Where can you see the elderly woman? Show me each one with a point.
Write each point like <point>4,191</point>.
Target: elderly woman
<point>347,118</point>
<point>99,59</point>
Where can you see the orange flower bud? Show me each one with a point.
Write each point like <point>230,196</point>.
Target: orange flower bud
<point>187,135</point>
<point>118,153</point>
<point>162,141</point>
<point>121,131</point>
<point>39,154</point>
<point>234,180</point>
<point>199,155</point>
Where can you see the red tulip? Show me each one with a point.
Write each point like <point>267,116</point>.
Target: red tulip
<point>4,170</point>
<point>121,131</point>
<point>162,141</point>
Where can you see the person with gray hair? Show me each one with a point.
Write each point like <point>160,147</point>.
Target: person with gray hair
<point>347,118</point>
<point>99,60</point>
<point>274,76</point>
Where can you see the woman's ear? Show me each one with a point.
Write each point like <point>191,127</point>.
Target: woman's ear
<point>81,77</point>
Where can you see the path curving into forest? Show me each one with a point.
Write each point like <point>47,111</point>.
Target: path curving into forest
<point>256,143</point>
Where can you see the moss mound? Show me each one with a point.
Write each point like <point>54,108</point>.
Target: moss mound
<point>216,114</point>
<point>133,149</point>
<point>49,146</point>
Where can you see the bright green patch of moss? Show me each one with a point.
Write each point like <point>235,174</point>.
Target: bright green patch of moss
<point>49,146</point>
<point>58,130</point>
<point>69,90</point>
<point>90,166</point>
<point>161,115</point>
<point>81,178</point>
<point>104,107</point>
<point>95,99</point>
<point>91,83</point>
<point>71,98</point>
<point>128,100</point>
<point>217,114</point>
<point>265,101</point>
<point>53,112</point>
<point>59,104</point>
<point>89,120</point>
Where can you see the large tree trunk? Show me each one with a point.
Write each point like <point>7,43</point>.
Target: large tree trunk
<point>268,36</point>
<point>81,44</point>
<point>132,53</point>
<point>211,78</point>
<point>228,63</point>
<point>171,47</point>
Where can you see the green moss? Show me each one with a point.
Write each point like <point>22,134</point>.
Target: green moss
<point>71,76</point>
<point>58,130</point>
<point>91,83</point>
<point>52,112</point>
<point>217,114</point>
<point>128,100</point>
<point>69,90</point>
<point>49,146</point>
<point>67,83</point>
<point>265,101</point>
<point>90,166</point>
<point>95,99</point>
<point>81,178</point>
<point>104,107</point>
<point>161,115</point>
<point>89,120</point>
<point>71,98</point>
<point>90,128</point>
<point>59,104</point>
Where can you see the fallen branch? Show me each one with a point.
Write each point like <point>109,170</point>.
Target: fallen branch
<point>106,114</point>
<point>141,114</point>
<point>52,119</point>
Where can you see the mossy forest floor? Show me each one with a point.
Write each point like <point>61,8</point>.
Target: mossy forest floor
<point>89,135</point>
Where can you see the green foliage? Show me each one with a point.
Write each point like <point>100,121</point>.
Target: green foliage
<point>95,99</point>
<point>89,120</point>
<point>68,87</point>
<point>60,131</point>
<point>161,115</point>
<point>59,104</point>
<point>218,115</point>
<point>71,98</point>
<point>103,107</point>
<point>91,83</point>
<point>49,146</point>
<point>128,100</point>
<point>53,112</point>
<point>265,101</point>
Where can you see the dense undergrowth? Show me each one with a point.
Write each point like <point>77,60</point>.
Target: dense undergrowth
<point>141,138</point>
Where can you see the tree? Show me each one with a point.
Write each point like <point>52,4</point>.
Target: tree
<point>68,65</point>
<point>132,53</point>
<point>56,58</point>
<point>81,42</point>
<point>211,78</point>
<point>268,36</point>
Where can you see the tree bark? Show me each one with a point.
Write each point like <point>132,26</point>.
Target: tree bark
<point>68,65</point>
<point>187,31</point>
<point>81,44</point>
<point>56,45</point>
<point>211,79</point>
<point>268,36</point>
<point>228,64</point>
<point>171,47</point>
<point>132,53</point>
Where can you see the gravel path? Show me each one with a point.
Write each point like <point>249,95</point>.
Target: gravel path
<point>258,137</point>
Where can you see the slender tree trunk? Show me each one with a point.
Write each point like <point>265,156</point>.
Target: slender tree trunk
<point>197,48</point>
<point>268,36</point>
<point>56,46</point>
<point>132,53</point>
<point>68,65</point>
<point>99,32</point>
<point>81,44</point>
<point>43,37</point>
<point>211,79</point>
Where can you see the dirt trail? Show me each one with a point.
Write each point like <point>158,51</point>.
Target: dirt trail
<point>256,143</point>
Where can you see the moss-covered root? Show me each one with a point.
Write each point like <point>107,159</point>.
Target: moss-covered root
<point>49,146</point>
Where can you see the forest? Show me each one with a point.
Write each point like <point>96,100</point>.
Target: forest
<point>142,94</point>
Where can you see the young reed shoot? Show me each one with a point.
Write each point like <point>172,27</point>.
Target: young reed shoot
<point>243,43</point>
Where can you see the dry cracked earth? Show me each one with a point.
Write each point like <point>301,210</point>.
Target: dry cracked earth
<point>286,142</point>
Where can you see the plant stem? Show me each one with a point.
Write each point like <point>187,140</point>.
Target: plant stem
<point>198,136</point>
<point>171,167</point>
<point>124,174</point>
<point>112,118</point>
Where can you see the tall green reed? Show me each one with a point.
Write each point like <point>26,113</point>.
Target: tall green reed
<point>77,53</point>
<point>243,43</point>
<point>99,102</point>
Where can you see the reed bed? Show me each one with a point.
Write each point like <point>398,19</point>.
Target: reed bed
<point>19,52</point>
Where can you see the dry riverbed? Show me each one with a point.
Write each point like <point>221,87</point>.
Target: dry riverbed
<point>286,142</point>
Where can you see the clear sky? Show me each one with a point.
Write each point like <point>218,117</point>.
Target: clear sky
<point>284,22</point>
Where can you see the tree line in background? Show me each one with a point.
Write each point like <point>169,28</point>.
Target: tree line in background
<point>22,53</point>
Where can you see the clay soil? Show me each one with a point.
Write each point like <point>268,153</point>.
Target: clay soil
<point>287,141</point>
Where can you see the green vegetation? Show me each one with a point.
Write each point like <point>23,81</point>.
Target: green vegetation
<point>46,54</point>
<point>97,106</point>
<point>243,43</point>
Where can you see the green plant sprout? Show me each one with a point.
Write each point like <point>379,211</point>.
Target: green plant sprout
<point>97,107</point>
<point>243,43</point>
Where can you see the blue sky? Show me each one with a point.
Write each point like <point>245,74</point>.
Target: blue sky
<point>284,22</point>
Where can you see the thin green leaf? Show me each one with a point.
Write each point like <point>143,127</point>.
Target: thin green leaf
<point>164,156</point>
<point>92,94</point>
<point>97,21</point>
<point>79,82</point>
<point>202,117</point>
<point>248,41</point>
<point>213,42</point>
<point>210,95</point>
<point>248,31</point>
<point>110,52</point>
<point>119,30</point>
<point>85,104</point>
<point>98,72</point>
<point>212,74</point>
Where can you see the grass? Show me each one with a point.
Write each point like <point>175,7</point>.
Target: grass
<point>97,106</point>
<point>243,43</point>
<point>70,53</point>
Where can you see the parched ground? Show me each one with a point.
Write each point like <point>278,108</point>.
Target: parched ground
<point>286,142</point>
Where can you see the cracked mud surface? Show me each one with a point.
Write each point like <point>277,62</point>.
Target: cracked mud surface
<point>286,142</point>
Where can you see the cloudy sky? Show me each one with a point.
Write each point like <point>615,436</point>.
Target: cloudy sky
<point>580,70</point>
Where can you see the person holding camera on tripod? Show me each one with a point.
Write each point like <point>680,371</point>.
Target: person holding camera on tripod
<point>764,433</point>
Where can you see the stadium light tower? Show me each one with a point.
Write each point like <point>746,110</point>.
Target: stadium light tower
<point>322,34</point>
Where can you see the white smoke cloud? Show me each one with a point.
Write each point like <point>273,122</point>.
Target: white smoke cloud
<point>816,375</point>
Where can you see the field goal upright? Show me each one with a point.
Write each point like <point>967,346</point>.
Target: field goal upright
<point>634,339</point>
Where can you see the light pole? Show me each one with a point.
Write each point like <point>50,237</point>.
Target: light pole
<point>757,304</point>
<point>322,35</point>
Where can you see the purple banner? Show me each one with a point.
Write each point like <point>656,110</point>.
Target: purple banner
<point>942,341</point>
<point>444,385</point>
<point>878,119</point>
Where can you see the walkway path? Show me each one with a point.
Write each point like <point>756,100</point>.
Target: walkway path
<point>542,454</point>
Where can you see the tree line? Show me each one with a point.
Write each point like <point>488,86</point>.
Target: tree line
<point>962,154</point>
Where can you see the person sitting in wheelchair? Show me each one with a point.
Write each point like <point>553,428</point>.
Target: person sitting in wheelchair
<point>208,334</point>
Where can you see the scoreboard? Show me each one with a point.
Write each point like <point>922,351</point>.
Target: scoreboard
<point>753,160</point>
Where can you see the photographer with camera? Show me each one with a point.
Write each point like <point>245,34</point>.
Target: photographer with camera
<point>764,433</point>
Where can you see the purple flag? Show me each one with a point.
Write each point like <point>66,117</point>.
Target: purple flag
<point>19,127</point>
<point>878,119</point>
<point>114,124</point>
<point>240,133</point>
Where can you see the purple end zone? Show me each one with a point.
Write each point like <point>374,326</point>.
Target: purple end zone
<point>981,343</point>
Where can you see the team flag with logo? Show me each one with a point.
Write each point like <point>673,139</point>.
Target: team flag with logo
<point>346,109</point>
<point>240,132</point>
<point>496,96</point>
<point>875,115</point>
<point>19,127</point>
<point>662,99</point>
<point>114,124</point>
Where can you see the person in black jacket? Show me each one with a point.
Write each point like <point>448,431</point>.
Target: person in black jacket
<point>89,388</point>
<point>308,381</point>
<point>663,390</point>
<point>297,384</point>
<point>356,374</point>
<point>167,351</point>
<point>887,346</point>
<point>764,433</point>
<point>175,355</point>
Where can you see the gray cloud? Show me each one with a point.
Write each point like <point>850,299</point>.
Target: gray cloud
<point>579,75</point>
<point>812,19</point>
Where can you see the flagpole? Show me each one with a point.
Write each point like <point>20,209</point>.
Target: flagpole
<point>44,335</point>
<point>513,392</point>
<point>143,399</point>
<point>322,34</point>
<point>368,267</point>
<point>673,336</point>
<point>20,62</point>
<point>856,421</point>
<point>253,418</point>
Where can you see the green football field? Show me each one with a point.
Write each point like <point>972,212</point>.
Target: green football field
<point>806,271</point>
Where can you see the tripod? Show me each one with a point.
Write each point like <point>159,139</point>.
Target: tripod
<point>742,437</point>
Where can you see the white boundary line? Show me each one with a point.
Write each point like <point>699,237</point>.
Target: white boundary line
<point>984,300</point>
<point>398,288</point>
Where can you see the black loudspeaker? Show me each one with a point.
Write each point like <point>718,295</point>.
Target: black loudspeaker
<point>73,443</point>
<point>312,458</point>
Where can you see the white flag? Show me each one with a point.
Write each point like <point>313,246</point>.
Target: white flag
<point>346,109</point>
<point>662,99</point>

====

Reproduce the records word for word, from the line that contains "Where can you see the tripod?" through the last line of the records.

- [RESPONSE TO THIS TASK]
Where can you see the tripod? Show me each one with a point.
Write each point like <point>159,139</point>.
Target: tripod
<point>742,437</point>
Where can you see the white boundary line? Show me each one with a point.
Write each point like <point>699,237</point>.
Target: white boundary line
<point>984,300</point>
<point>398,288</point>
Where can you see the black loudspeaker? Show me each one with a point.
Write each point like <point>718,295</point>.
Target: black loudspeaker
<point>73,443</point>
<point>312,458</point>
Where can you see the white flag? Show me each one with a point.
Write each point like <point>313,246</point>.
Target: white flag
<point>346,109</point>
<point>662,99</point>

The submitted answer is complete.